**RECORDS TO PROCESS:**
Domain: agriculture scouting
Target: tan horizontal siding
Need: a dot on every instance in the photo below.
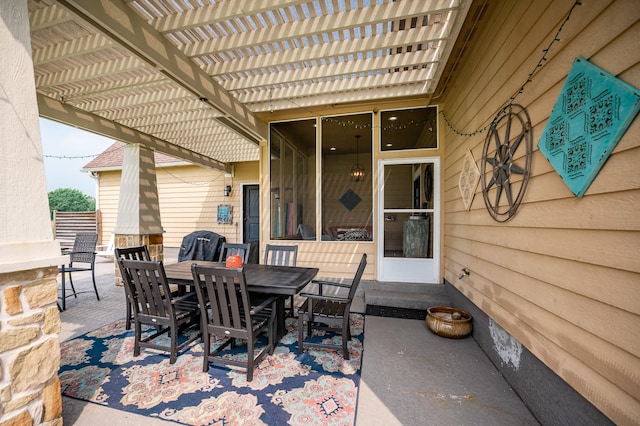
(562, 275)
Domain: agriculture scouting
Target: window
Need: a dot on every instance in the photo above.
(293, 181)
(347, 202)
(414, 128)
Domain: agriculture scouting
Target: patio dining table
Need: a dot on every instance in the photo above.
(266, 279)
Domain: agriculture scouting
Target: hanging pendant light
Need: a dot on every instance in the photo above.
(357, 172)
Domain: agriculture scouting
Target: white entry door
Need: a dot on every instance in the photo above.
(409, 225)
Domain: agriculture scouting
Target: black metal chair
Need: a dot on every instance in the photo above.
(281, 255)
(328, 312)
(82, 257)
(154, 305)
(241, 250)
(131, 253)
(226, 311)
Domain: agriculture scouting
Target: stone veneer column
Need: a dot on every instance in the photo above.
(30, 348)
(29, 258)
(138, 220)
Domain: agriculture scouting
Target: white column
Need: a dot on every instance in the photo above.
(138, 209)
(26, 239)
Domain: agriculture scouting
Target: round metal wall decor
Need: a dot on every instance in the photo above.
(506, 162)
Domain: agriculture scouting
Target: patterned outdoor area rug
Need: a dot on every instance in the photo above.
(315, 388)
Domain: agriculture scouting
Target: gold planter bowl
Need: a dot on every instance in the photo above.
(449, 322)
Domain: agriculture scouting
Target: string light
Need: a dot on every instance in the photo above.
(529, 79)
(75, 157)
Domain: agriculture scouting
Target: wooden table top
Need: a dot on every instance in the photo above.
(287, 280)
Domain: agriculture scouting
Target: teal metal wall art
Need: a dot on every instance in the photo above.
(592, 113)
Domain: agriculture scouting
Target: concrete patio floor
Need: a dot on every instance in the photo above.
(410, 376)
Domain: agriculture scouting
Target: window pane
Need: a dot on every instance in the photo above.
(293, 171)
(347, 203)
(414, 128)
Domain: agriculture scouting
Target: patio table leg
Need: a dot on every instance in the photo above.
(281, 330)
(64, 299)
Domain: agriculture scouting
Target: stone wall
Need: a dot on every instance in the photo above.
(29, 348)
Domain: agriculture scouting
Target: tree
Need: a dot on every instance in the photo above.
(70, 200)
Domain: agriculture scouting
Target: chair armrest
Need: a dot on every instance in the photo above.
(263, 305)
(321, 297)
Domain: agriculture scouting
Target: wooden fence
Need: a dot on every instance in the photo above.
(67, 224)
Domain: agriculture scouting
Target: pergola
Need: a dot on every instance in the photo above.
(188, 77)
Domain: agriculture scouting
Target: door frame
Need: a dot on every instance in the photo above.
(242, 213)
(385, 264)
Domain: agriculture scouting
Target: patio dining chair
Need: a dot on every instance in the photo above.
(241, 250)
(281, 255)
(154, 305)
(131, 253)
(322, 311)
(82, 257)
(226, 311)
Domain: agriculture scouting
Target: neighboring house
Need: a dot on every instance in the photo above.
(555, 291)
(188, 195)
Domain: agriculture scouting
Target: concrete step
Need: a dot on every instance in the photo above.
(405, 299)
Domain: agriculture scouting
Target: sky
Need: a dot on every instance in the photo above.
(60, 140)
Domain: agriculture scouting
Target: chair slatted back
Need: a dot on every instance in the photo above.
(84, 248)
(241, 250)
(358, 276)
(280, 255)
(225, 290)
(148, 282)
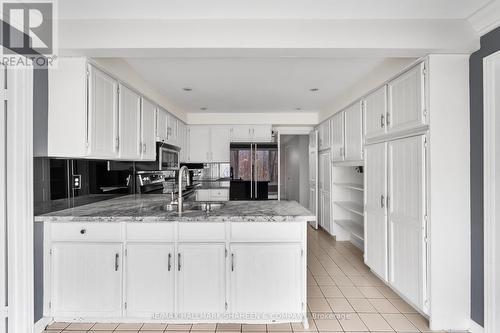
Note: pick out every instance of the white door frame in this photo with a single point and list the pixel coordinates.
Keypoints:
(19, 202)
(491, 149)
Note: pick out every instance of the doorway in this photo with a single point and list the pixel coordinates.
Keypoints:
(295, 168)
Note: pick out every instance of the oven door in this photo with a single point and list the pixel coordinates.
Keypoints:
(168, 159)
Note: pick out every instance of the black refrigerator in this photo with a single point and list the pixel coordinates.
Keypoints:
(254, 171)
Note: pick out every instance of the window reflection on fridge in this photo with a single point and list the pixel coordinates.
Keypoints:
(254, 171)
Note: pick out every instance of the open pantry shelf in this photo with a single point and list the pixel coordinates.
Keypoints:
(351, 206)
(355, 228)
(352, 186)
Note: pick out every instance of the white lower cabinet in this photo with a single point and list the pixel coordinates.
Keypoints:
(150, 270)
(86, 279)
(266, 278)
(175, 271)
(201, 278)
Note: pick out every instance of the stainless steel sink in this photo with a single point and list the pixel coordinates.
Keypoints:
(204, 206)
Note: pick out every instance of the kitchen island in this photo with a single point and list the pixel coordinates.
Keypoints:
(131, 259)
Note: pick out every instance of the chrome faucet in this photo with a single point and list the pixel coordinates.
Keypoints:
(180, 200)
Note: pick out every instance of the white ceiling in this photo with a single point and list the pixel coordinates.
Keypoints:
(275, 9)
(253, 84)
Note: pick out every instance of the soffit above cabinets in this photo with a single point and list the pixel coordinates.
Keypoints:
(265, 9)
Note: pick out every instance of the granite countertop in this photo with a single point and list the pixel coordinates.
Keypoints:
(151, 208)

**EXERCISE OBJECTIVE:** From the listing, copy each line containing the word "wall".

**WRITTEN SOLUTION:**
Target: round metal wall decor
Target: teal metal wall art
Target: stone wall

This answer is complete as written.